- Provided passage:
● ● ● ● ● ● ●

SCOTUS Is Considering A Case, With Major Due Process Implications
Article from Reason by Elizabeth Nolan Brown.
“Twenty-one people en masse arrested for trespassing for going to a party. Does that feel right?” asked Supreme Court Justice Sonia Sotomayor, in a case that sees District of Columbia cops on the hook for false arrest.
Neither Sotomayor nor her SCOTUS colleagues seemed impressed with the city’s contention that guests at a 2008 D.C. house party should have known they were trespassing. The guests had been invited there for a bachelor shindig, directly or secondhand, by a woman named Peaches, and they had little reason to suspect she was lying about having recently rented the house.

● ● ● ● ● ● ●

- Extracted data:
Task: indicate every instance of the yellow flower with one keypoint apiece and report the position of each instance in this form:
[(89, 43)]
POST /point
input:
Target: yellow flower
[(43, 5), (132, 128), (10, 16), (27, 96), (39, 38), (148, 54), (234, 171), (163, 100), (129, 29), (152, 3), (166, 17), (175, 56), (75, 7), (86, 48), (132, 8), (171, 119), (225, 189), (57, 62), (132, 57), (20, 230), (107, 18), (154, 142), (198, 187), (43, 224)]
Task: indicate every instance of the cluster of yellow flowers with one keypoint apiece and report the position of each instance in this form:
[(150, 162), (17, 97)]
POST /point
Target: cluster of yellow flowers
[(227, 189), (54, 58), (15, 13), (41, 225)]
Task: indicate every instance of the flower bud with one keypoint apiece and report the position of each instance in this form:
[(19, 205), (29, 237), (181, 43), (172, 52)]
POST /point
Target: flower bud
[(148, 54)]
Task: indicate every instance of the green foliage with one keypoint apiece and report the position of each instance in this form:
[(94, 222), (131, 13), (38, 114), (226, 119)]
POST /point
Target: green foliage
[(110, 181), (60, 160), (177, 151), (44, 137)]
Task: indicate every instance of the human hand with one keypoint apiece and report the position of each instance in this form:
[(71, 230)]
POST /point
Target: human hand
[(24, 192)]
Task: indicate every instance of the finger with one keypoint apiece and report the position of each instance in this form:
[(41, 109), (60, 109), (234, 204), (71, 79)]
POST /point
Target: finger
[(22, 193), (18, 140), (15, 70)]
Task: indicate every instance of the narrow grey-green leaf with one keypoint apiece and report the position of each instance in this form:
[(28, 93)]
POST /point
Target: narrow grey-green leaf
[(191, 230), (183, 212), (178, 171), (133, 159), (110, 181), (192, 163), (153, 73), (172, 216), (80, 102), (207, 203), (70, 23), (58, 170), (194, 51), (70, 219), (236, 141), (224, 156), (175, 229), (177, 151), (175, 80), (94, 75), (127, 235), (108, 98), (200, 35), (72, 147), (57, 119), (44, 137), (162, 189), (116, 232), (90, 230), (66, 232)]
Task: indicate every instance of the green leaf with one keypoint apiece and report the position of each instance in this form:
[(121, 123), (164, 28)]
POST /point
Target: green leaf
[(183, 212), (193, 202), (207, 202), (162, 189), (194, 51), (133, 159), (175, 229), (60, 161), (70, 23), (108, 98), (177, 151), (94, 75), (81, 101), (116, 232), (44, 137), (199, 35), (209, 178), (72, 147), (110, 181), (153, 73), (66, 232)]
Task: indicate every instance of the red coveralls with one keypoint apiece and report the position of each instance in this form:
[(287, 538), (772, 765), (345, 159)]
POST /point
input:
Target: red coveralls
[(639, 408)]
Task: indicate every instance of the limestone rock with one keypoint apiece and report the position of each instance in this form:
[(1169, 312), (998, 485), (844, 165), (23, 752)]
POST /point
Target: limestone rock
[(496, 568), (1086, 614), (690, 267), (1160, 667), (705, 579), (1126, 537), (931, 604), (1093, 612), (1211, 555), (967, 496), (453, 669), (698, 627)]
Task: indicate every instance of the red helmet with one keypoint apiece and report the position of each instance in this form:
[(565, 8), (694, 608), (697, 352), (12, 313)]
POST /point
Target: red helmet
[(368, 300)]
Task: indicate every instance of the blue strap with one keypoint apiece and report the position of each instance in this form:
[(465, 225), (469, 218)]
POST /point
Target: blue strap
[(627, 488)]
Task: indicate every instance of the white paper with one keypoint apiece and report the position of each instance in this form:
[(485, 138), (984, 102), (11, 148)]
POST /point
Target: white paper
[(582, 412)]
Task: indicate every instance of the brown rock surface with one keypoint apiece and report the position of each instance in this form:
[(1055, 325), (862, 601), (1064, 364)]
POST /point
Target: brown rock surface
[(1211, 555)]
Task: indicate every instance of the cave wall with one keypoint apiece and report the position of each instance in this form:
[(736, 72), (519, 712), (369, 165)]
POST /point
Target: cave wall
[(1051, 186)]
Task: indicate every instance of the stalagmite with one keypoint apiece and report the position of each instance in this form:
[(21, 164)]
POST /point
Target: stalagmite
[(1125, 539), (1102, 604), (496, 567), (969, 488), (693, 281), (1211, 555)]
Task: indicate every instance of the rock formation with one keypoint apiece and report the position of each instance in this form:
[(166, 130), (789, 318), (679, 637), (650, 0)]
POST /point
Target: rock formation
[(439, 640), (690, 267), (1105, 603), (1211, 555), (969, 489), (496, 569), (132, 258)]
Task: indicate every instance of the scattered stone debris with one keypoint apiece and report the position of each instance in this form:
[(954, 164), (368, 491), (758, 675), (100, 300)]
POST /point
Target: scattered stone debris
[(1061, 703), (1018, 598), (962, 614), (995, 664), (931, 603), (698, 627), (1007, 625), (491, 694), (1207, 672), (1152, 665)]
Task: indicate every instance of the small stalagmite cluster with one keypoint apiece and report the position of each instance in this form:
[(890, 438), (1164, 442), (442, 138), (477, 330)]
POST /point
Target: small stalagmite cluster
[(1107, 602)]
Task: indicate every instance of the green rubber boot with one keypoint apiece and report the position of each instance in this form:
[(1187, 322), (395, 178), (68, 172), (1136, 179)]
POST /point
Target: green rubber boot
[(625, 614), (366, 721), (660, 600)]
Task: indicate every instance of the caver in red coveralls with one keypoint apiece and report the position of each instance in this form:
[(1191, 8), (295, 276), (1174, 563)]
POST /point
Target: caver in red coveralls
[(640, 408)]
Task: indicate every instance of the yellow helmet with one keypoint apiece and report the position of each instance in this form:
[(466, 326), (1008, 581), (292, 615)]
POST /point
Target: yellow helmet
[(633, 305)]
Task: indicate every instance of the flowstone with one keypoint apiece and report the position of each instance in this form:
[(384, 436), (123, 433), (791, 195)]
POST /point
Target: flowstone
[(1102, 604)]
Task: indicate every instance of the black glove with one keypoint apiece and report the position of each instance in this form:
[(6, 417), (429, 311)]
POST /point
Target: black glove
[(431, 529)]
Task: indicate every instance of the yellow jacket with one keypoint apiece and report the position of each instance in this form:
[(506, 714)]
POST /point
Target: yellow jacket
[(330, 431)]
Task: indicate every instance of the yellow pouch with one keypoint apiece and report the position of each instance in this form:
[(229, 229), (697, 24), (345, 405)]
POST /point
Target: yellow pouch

● ● ● ● ● ● ●

- Your tasks:
**1.** Reproduce the part of the article on the Supreme Court false-arrest case that opens with the words containing "SCOTUS Is Considering" and closes with "rented the house.".
**2.** In the article on the Supreme Court false-arrest case, who invited the guests to the 2008 D.C. house party?
**3.** Pick up the article on the Supreme Court false-arrest case after its final sentence and keep writing it.

- Answers provided:
**1.**
SCOTUS Is Considering A Case, With Major Due Process Implications
Article from Reason by Elizabeth Nolan Brown.
“Twenty-one people en masse arrested for trespassing for going to a party. Does that feel right?” asked Supreme Court Justice Sonia Sotomayor, in a case that sees District of Columbia cops on the hook for false arrest.
Neither Sotomayor nor her SCOTUS colleagues seemed impressed with the city’s contention that guests at a 2008 D.C. house party should have known they were trespassing. The guests had been invited there for a bachelor shindig, directly or secondhand, by a woman named Peaches, and they had little reason to suspect she was lying about having recently rented the house.

**2.** A woman named Peaches invited them, directly or secondhand.

**3.**
“You are saying that anytime a policeman goes into a house and there’s a party and people tell you, somebody invited me, and it turns out that that somebody didn’t have a right to be in the house, you can arrest [the invited guests]?” Justice Stephen Breyer asked the city’s attorney during oral arguments last Wednesday.
When invited to a party at someone’s home, “I don’t ask to look at their lease,” said Sotomayor. “I don’t ask to—for them to establish, to my satisfaction or anyone else’s, their right to be there. I assume if they’re there, they can invite me in.”
Read the entire article at Reason.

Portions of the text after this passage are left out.